## What is expected
Find the string "cobblestone" in the records. Copy each line that has it.

[[ Recorded data, beginning ]]

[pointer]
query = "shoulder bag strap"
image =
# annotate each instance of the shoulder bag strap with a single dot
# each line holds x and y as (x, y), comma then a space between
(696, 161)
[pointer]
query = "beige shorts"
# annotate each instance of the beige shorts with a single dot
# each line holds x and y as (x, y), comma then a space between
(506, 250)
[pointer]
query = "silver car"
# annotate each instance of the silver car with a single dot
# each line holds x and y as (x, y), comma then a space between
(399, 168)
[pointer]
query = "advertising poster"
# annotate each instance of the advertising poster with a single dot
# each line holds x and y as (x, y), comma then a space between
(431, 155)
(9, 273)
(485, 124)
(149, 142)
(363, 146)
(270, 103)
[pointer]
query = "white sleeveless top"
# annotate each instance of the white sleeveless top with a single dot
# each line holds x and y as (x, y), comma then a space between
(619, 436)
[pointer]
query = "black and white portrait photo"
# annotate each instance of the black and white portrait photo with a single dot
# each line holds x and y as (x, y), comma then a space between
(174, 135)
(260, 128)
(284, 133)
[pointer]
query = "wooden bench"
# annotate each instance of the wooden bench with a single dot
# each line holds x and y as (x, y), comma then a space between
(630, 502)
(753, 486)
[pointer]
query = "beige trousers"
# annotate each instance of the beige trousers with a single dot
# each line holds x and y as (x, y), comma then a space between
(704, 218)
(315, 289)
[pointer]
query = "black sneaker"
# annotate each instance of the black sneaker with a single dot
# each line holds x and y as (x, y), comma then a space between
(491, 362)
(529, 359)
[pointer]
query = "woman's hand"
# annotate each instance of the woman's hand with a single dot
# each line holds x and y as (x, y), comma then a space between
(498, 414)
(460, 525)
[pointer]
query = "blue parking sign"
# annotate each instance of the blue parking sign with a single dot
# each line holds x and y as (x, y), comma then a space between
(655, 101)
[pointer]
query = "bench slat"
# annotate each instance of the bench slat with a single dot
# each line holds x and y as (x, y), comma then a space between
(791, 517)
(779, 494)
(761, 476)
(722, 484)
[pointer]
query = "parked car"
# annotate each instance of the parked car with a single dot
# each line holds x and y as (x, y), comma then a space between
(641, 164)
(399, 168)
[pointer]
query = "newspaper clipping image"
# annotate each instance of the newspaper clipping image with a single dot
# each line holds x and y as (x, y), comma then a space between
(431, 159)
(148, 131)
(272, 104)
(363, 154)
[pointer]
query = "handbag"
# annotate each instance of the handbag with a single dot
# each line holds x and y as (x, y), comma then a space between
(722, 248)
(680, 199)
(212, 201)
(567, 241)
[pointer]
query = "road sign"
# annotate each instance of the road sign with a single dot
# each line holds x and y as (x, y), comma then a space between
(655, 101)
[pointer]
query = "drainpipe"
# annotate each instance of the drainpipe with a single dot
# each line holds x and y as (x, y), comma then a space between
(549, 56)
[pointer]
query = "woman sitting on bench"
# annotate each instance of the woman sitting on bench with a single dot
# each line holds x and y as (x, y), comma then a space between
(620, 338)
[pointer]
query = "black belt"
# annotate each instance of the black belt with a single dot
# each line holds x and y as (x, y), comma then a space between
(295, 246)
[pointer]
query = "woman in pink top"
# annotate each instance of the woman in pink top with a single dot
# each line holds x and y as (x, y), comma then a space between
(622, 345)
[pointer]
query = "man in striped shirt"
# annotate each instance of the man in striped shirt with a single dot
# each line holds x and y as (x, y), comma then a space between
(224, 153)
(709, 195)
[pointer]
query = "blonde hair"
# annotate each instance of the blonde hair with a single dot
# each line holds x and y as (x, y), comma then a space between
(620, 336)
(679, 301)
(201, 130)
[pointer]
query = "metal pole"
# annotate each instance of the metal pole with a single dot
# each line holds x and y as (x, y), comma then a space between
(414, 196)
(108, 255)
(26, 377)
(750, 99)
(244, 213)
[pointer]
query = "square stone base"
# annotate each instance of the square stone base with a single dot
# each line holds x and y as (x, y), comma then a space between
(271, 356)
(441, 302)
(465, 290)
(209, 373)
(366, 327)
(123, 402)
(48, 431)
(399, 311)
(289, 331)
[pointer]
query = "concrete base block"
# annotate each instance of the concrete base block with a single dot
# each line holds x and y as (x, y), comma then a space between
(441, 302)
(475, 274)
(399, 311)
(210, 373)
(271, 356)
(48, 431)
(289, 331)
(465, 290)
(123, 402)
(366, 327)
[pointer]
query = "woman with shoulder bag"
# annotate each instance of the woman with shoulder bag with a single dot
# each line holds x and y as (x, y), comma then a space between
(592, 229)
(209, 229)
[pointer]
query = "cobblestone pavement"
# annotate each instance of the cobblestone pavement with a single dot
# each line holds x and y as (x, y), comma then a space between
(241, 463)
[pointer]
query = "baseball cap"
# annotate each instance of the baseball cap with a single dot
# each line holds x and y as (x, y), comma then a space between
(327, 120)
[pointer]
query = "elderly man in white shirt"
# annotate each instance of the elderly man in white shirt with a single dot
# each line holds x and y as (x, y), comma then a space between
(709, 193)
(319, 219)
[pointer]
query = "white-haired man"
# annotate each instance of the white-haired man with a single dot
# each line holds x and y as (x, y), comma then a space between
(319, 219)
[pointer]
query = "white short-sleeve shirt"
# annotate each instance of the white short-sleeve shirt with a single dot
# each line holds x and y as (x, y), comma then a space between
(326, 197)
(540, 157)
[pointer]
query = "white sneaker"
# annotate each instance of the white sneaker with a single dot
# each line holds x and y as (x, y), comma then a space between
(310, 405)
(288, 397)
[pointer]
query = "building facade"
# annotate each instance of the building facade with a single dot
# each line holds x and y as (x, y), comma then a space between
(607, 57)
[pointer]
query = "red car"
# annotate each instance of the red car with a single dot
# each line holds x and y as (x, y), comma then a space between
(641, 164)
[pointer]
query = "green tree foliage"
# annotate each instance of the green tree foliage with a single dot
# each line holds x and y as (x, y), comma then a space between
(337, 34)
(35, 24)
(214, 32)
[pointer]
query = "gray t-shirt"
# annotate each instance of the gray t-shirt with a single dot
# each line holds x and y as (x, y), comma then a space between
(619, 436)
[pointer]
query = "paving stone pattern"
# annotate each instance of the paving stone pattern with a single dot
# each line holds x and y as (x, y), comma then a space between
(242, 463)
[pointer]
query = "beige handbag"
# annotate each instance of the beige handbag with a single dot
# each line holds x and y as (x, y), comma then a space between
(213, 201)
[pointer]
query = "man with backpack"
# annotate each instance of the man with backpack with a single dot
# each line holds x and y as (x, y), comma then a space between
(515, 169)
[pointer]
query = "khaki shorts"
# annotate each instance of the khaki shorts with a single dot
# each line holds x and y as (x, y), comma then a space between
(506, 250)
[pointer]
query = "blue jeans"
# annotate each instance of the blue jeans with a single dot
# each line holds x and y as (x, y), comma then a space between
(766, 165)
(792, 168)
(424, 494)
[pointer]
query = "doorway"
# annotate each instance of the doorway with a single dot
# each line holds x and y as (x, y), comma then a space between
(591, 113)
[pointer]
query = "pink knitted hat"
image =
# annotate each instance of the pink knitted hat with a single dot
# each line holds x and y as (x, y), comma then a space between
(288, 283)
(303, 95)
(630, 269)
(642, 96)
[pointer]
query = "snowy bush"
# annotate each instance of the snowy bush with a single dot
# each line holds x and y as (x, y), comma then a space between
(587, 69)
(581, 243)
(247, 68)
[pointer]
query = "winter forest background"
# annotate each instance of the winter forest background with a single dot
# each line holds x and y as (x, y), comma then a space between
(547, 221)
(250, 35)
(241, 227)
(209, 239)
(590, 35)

[[ Recorded data, end ]]

## Output of the task
query = "cobblestone pavement"
# annotate each instance of the cobblestone pavement with a single dot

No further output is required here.